▸ **Set task**
Arrange the lines of the material below as a numbered list, leaving out the blank lines.
# START OF Given information
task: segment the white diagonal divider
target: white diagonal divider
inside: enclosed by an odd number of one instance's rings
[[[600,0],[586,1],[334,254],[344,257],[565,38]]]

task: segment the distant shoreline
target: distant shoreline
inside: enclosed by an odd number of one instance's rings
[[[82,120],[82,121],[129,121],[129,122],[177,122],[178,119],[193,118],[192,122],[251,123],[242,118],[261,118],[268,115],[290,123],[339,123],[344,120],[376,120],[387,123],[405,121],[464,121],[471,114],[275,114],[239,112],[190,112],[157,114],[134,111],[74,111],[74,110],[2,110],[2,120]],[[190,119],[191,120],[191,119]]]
# END OF Given information
▸ **Task answer**
1. task: segment the white diagonal divider
2. target: white diagonal divider
3. inside: enclosed by an odd number of one instance's rings
4. [[[600,0],[586,1],[334,254],[344,257],[565,38]]]
5. task: segment the distant shoreline
6. target: distant shoreline
7. inside: enclosed by an odd number of one instance's rings
8. [[[82,120],[82,121],[129,121],[129,122],[177,122],[178,119],[193,118],[192,122],[251,123],[242,118],[261,118],[268,115],[290,123],[339,123],[344,120],[376,120],[387,123],[405,121],[464,121],[471,114],[275,114],[239,112],[190,112],[157,114],[134,111],[74,111],[74,110],[2,110],[2,120]],[[190,119],[191,120],[191,119]]]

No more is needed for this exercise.